▶ _Data for the task_:
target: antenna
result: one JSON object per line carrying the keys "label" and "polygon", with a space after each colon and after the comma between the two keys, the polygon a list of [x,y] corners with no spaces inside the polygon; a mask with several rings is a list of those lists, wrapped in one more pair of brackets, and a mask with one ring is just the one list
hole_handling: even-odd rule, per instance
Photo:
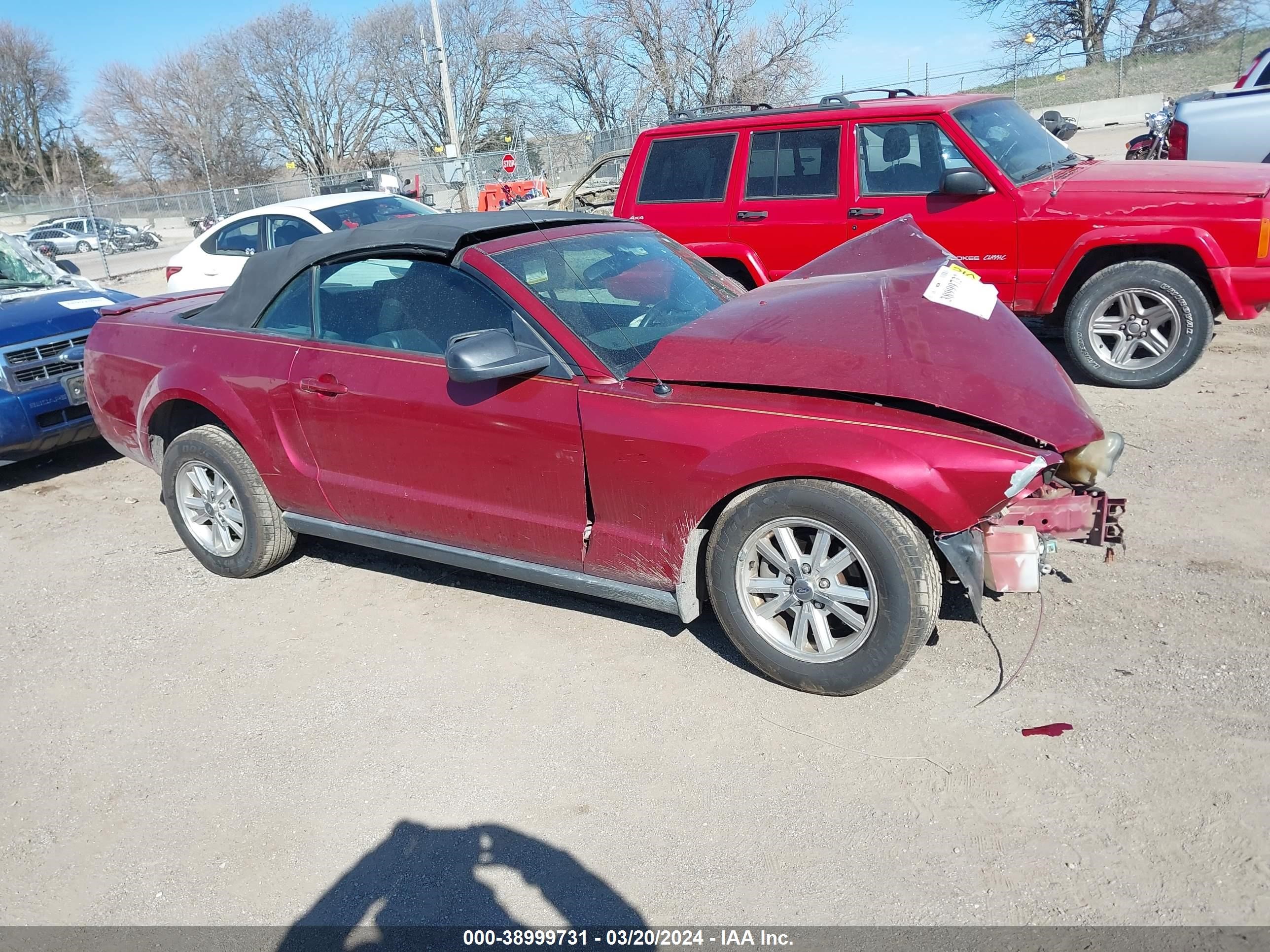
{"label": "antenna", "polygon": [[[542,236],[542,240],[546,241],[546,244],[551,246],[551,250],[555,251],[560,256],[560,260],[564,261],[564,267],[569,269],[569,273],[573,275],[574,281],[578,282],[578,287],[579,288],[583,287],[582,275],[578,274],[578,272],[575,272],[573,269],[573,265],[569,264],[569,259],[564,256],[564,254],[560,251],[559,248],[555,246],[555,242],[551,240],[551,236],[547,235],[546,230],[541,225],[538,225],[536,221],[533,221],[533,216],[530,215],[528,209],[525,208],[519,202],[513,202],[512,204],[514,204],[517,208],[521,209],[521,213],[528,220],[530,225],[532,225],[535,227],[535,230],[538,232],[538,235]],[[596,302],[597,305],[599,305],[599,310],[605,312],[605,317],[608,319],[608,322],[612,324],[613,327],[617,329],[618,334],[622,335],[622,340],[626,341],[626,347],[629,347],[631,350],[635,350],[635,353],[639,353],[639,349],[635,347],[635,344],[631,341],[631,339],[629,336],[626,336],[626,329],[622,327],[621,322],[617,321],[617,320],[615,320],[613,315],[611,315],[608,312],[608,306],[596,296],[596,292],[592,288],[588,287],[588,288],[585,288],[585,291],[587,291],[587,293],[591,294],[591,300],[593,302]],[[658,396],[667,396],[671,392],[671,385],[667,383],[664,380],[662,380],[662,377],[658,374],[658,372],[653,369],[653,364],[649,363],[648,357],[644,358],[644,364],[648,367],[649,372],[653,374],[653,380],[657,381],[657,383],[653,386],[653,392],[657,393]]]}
...
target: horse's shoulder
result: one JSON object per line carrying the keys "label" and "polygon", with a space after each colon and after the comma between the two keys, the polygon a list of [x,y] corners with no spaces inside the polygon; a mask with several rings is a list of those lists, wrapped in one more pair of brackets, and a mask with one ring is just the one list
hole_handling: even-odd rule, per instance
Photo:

▶ _Task requirements_:
How many lines in the items above contain the string "target", matching case exactly? Reply with only the number.

▶ _Solution for this task_:
2